- DATASET ROWS -
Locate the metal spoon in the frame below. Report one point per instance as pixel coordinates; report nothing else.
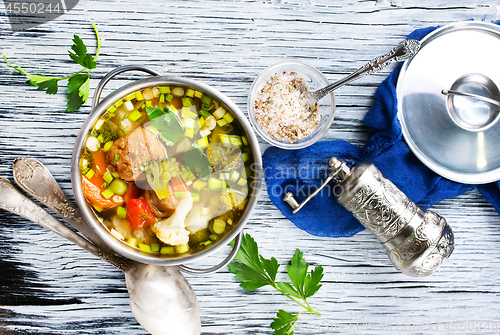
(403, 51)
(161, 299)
---
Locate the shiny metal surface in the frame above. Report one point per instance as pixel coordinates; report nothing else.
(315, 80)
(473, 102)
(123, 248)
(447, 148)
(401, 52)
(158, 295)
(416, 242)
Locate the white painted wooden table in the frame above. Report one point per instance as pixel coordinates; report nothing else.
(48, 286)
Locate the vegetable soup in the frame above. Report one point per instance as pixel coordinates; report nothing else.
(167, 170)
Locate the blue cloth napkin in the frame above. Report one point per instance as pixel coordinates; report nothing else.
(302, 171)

- JOB -
Count the lines in the data above that contain the word "frame", and reply with the number alone.

- ANSWER TO THE TASK -
5